Could you retype every one of the entries below word for word, leaving the pictures out?

[START EXTRACTED DATA]

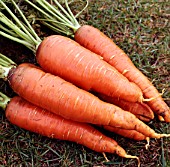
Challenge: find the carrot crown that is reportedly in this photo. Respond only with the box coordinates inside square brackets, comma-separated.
[0, 53, 17, 80]
[25, 0, 85, 36]
[0, 0, 41, 53]
[0, 92, 11, 110]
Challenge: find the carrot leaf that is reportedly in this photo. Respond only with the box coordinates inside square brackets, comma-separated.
[0, 0, 41, 53]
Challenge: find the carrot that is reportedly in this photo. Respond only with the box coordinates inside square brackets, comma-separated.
[0, 1, 143, 102]
[102, 126, 150, 149]
[75, 25, 170, 122]
[0, 93, 140, 166]
[97, 94, 154, 122]
[36, 35, 142, 102]
[25, 0, 170, 122]
[0, 56, 169, 138]
[102, 126, 147, 141]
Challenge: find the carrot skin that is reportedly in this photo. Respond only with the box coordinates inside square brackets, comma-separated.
[36, 35, 143, 102]
[74, 25, 170, 122]
[6, 96, 126, 156]
[98, 94, 154, 122]
[103, 126, 146, 141]
[8, 63, 159, 138]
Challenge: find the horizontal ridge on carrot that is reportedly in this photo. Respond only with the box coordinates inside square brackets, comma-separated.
[0, 54, 167, 138]
[0, 0, 143, 102]
[25, 0, 170, 122]
[0, 55, 168, 138]
[0, 93, 139, 165]
[97, 94, 154, 122]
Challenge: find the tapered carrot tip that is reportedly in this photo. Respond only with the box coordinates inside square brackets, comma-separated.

[END EXTRACTED DATA]

RESPONSE TO THIS EXERCISE >>
Challenge: find the carrot crown that is reportedly in this photo. Respond only with the box coordinates inside square brackets, comma-separated.
[0, 53, 17, 80]
[25, 0, 85, 36]
[0, 0, 41, 53]
[0, 92, 11, 110]
Challenge: find the carrot leaf that is reportedly in this photo. Respond only with the box coordinates inside square brackets, comma-separated.
[0, 0, 41, 53]
Challenge: find the carrot that is reportedly in this photo. Respond only with the box coordinates inside square brackets, comma-separated.
[0, 1, 143, 102]
[102, 126, 150, 149]
[75, 25, 170, 122]
[0, 93, 140, 166]
[97, 94, 154, 122]
[36, 35, 142, 102]
[25, 0, 170, 122]
[0, 56, 169, 138]
[102, 126, 147, 141]
Challenge: find the carrot skin that is reportedly in this photo. Respond only with the box coordinates inside square brackets, comma-separated.
[36, 35, 143, 102]
[74, 25, 170, 122]
[6, 96, 126, 156]
[98, 94, 154, 122]
[103, 126, 146, 141]
[8, 63, 159, 138]
Challenge: find the horizontal ridge on carrot that is reportedly in this photo. Respond only with the box coordinates inside square brackets, comma-separated.
[0, 54, 167, 138]
[0, 0, 143, 102]
[25, 0, 170, 122]
[0, 55, 168, 138]
[0, 93, 139, 165]
[97, 94, 154, 122]
Challenge: find the tapered carrot tip that is reportedly in this photo. Respond only with the box coordinates inside square brackets, comma-separated.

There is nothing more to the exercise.